Provided passage ▸
━━━━━━━━━━━━━━━━
I’m delighted that my next book with William Collins will be on our relationship with British predators. The idea is to explore the natural history of some of the main ones in the UK and Ireland – fox, seal, badger, crow, cormorant, buzzard, pine marten and so on – and to look at how we live alongside them. It is early days and I am excited about meeting these creatures face to face and to spend time in their world. All of them are fascinating and beautiful animals in their own right. I will talk to scientists working on them, conservationists trying to help them, but also to those who find their presence difficult and challenging. I will spend as much time with game keepers and farmers as I do with NGOs and campaigners.

 

I say excited, but I am also apprehensive. There is little else in the environmental world that ignites as much passion as predator control. This one issue can divide people who would otherwise happily get along. Should we shoot foxes to protect ground nesting birds? Should badger numbers be reduced to help hedgehog numbers recover, as well as halt the spread of bovine TB? Are fishermen right to get hot under the collar at the sight of a cormorant’s nest on a favourite stretch of river? And what about seals eating salmon and lobsters in Scotland – is it prudent to shoot them?

 

Even writing these worlds I can feel the tension rising, but the only way to bring balance to these issues is to lay out the facts. We must work from the reality on the ground, and from science, not from pure emotion; but that is easy to say and so much harder to do.

 

The problem (or is it advantage?) for me is I see things from all sides. My training as a BBC producer is now ingrained into my DNA. I want to explore all the aspects of an argument and to present what I see as a balanced assessment. There is so much noise around this debate with entrenched and bitter divisions getting worse year on year, it is hard to see the wood for the trees. Twitter, Facebook and Instagram, the social media I use, are full of anger and finger-pointing. I can understand this, but on their own they won’t solve anything.

 

Over the next few months I will be travelling around the country visiting nature reserves, farms, game shoots and National Parks to meet the predators and see where they fit into this complex, multi-use landscape we have created. I want to really understand their place in the landscape and how they are part of the ecology, but also tease out why it is obvious that in some places there is an imbalance. Over 70% of the UK is farmland and everywhere is managed for our needs. Wild, untamed landscapes no longer exist in this crowded but wonderful collection of islands off the west of Europe. How we will incorporate predators into our lives is a big issue and I am looking forward to meeting some of you, I hope, as I try to make sense of a heated debate.

 

Mary Colwell is a producer and writer specialising in natural history and the environment. Her articles have appeared in The Guardian, BBC Wildlife Magazine, Country Life and many other publications. She has made documentaries for the BBC Natural History Unit for TV and radio. She has published two books: John Muir – the Scotsman Who Saved America’s Wild Places in 2014, and Curlew Moon in April 2018. In 2009 she won a Sony Radio Academy Gold award and in October 2017 she was awarded the Dilys Breese Medal by the BTO for services to conservation and the David Bellamy Award from the Gamekeepers’ Association for her conservation work on curlews. She was cited in the top 50 most influential conservationists in the UK by BBC Wildlife Magazine.
━━━━━━━━━━━━━━━━
Records shown ▸
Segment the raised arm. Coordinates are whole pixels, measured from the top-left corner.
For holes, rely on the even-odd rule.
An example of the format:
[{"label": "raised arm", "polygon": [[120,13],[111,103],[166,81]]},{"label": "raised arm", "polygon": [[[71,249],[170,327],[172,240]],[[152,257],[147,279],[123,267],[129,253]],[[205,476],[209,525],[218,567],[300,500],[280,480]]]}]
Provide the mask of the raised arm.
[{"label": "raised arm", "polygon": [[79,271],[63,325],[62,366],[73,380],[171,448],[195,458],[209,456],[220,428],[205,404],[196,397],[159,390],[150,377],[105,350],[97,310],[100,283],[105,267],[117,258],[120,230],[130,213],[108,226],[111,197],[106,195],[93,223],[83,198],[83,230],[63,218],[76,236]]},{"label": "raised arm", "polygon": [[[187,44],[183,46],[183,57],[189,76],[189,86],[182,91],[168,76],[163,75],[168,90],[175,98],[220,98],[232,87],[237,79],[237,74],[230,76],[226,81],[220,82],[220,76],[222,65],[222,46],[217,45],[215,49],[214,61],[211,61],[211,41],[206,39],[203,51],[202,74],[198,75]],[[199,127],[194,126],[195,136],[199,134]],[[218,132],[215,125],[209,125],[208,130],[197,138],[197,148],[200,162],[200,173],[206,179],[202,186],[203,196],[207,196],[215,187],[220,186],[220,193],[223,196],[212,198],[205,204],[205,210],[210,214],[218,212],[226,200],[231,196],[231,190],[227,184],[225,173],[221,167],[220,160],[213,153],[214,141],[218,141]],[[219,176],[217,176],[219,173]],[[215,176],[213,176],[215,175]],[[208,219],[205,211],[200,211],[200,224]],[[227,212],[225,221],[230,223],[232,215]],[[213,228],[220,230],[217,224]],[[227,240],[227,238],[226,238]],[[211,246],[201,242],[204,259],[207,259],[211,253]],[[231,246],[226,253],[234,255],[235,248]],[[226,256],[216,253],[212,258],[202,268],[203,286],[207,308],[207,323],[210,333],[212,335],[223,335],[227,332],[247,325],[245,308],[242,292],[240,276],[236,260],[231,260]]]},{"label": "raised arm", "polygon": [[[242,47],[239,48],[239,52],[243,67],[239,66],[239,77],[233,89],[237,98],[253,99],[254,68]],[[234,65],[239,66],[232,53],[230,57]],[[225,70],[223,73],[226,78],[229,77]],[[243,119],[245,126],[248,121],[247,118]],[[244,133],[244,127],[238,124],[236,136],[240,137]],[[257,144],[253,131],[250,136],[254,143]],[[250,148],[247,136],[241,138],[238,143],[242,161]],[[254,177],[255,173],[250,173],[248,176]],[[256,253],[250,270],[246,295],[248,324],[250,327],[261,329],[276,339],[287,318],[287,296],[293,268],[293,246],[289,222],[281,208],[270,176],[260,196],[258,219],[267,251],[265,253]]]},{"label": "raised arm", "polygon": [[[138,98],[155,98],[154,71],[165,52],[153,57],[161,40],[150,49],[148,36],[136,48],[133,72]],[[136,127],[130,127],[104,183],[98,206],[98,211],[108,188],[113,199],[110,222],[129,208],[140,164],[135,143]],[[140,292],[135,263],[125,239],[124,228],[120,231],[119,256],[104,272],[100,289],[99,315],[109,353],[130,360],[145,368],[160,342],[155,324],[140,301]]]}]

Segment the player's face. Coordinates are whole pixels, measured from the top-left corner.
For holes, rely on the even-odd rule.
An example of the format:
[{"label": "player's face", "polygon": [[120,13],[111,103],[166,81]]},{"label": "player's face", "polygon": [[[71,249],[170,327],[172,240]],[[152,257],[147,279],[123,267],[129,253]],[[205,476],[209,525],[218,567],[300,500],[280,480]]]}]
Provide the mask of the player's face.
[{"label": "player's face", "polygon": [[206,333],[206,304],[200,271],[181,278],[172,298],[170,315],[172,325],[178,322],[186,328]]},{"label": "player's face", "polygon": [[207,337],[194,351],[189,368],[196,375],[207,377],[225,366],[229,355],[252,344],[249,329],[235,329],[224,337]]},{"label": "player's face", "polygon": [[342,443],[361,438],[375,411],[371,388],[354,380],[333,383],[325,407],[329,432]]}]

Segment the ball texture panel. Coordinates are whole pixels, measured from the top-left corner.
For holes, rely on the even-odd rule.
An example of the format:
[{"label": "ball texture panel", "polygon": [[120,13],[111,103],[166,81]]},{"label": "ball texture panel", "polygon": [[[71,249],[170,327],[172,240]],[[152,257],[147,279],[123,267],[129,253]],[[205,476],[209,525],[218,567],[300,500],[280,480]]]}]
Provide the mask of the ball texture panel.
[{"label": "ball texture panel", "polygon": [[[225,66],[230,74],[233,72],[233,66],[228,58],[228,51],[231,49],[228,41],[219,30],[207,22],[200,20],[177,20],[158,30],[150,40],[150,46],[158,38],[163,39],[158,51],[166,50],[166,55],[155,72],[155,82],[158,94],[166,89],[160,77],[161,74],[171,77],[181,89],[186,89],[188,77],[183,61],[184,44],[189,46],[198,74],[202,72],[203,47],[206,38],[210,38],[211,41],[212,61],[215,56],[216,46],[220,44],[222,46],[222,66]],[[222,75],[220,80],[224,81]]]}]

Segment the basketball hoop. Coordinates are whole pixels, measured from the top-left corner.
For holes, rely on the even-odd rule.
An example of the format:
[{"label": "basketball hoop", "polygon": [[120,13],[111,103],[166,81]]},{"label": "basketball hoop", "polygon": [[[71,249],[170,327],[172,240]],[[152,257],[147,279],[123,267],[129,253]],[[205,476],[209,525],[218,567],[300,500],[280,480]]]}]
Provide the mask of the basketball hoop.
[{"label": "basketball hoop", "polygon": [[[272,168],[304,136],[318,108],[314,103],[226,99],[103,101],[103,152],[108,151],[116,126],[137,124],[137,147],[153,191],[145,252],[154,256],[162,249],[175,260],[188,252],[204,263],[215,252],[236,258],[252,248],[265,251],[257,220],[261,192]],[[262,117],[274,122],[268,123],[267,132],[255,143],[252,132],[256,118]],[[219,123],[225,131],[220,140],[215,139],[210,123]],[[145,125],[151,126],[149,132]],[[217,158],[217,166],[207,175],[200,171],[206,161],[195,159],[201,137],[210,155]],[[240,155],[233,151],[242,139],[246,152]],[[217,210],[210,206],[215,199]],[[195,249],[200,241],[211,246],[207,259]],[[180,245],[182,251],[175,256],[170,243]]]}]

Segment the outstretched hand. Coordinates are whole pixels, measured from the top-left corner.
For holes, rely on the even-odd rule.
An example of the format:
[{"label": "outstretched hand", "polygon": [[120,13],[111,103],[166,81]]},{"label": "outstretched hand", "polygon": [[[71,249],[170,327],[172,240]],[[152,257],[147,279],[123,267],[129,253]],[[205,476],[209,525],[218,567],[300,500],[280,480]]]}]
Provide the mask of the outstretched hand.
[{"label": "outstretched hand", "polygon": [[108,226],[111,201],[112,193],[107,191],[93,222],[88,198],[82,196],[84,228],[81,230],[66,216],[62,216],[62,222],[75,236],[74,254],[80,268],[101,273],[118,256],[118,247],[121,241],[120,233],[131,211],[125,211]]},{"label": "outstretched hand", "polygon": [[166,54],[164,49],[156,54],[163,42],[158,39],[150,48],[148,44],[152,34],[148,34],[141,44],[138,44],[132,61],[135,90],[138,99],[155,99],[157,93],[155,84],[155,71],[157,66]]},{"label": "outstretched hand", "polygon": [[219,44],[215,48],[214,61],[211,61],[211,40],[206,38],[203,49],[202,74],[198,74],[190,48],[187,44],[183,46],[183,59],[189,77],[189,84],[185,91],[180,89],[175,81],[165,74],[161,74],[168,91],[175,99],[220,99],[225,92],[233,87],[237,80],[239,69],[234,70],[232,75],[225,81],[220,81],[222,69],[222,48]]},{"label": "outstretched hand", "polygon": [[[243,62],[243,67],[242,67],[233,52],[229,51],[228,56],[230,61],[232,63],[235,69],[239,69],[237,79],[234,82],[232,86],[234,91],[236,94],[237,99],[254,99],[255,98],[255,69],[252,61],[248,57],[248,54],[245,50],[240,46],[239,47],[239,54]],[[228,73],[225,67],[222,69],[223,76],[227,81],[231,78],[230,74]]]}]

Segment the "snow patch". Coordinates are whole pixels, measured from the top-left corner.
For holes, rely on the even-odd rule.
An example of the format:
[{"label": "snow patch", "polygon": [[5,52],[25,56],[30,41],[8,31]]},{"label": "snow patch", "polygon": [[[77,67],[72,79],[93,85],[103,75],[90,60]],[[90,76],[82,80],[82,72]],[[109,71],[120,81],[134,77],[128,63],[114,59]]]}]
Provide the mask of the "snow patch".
━━━━━━━━━━━━━━━━
Exercises ▸
**a)** According to the text on British predators, how much of the UK is farmland?
**b)** Please continue the text on British predators, starting after its final sentence.
The items are separate material and are not part of the text on British predators.

Results in order ▸
**a)** Over 70% of the UK is farmland.

**b)**
 

3 Comments
  1. I am a gamekeeper on a small none commercial shoot( I don’t like the word gamekeeper as it is old fashioned and gives the public a wrong view of what a modern keeper does, i think we are now wildlife managers) on my small patch(800 acres) we have many red listed birds such as stone curlews, wood lark and willow tits along with door mice and hedgehogs, I manage the predators to a level that is acceptable so that these birds and animals can breed and have a chance to populate, for me its not about killing them all more about keeping the balance, as a wildlife manage having a understanding of the predators you are trying to control also helps me to keep the balance, our woodlands are managed in a way which is more in-keeping with the way it was done in the passed, small areas of copising each year to achieve a patch work of woodland, our deer are also kept to a sustainable level to help us to help with this, unlike the FC’s kill all deer policy.

    Regards Anthony

  2. Whilst not a professional I have extensive experience controlling foxes to prevent damage to agriculture and ground nesters. I am a retired Chartered Chemist, and former head of the Land Policy Unit in SEPA. I have observed foxes in many unusual situations am happy to provide input if required.

  3. This will be an excellent venture Mary! Very brave and totally necessary. I have had a couple of very interesting experiences recently standing in front of mixed audiences of local wildlife enthusiasts and farmers and explaining about the RSPB position on predator control here on the Somerset Levels and Moors. So hard to find a balance – and lots of emotion on both sides as you point out. Honesty and openness definitely the best policy – backed up by science/evidence based action – not conjecture or gut feeling. Also got to think of long term sustainability of any predator control too and the knock on effects on other predators. Good luck !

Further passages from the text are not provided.